SP + 4 shows 0x20000a8a

At that address i see the LEA opcode:

§ read mem.l 0x20000a8a
4fefffd8

So all seems to be correct, the only nonsense is the line-f exception

TomE · ‎10-14-2024

It would be better to provide more information. You haven't showed what your #defines are. It would be easier to check the startup code if it was a disassembly, showing the opcodes and data, and not just the source. That would show me your definitions.

A stack dump (all the hex data around the stack pointer) would help.

I notice a few anomalies that are worth investigating:

vbr    200000c0

The bottom bits are meant to be zero. They're specified as "not implemented, assumed to be zero, documented as read-as-zero", but the documentation has been wrong before.

	move.l  #_sbss, %a1
	move.l  #_ebss, %d1
6:
	clr.l   (%a1)+
	cmp.l   %a1,%d1
	bgt.s   6b

After executing the above, %a1 and %d1 should have the same value, but it looks like %a1 didn't increment, or didn't increment more than once.

**DATASET ENTRIES:**
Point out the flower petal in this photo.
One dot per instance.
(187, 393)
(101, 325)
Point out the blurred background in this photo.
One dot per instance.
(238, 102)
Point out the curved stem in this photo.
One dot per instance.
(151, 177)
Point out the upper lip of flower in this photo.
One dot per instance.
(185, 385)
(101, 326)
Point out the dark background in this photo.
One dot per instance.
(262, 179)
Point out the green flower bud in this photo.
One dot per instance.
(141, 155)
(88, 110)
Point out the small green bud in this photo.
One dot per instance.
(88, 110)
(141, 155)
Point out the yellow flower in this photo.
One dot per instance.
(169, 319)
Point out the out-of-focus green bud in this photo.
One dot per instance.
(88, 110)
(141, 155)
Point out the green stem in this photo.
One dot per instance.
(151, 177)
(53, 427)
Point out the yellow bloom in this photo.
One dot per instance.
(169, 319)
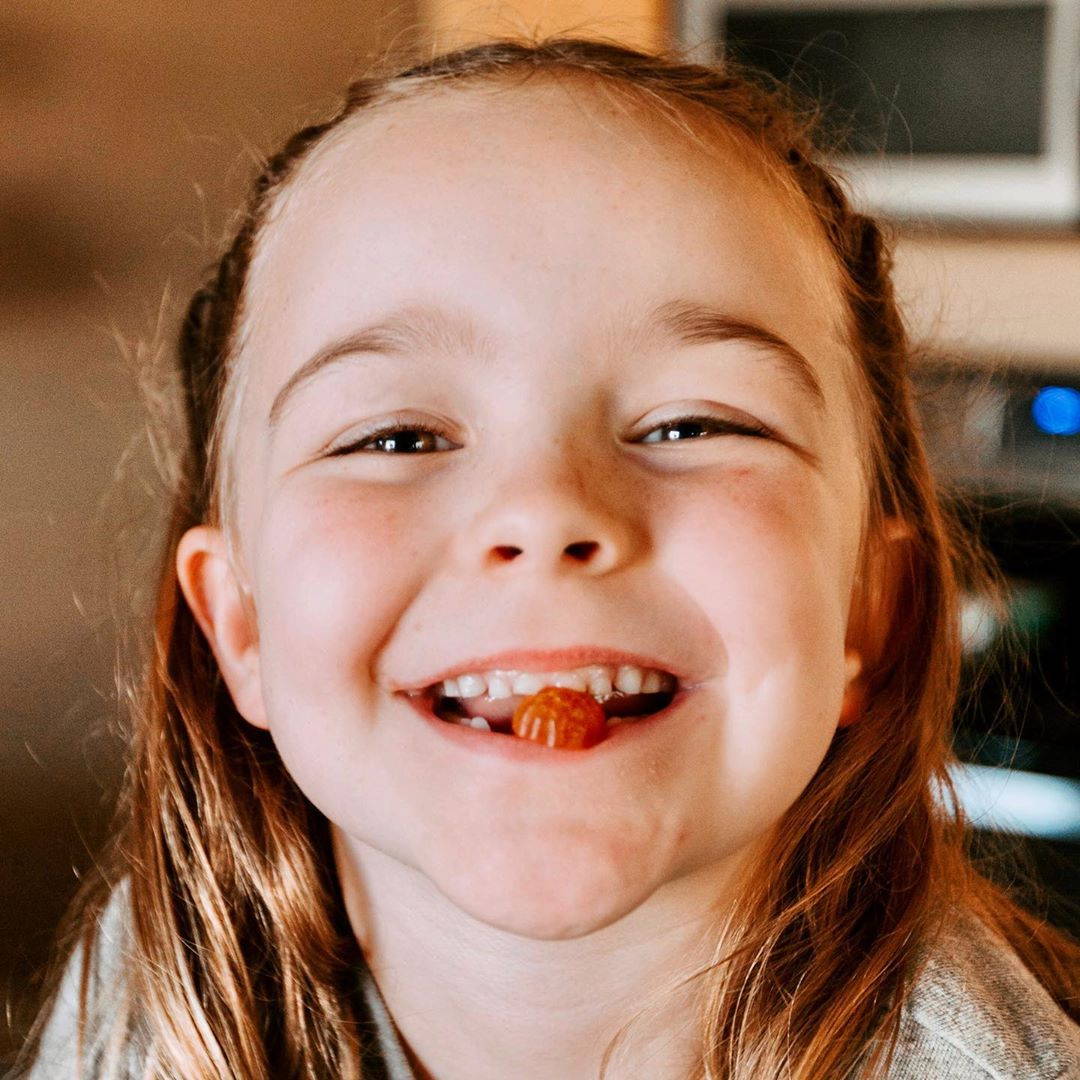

**COMPLETE THE FOLLOWING:**
1. Name every distinct instruction mnemonic used in the assembly loop of the line-f exception thread.
2. Write the next part of the line-f exception thread, starting after its final sentence.

**RESULTS IN ORDER:**
1. move.l, clr.l, cmp.l, bgt.s

2.
d0 00000000 d1 200018ac d2 40422233 d3 2050c049
d4 40100100 d5 18409118 d6 94180154 d7 21105083
a0 20000a8a a1 20001794 a2 2000fffc a3 02186440

They don't have the same values. I can't check any further as I don't know what _sbss and _ebss were meant to start out as. Maybe you have the comparison arguments reversed?

"cmp" on the 68k was always problematic. The SunOS compiler writers didn't like "compare src, dst" and preferred the PDP-11 "compare dst, src" as it made the conditional branches read better. So they reversed the order in the COMPILER, and some compilers might still do that to this day. Whatever - there's something wrong there. Can you single-step part of that loop to see why it isn't working?

I'd suggest ZEROING all the registers you're not using so that when you crash or stop you can spot anything unusual in their (unexpected) contents. You can also load constants into registers as your code runs so you can prove it executed particular instructions.

Also:

pc 2000046e

How did it end up THERE? What is there? What are your vectors set to (they should all be set to something that will stop cleanly)? The Vectors go up to 0x200003FC, so that's above that area.

Maybe the debugger and pod are doing something funny. Maybe it is using trace interrupts and the trace vector or a debug vector. Maybe it is rewriting the code (some debuggers replace the next instruction with a "halt" before running and then replace it after the halt to simulate a single-step).

If you can, single step this stuff. That can cause problems, so emulate single-stepping by putting breakpoints "ahead of yourself" and letting the code run into them.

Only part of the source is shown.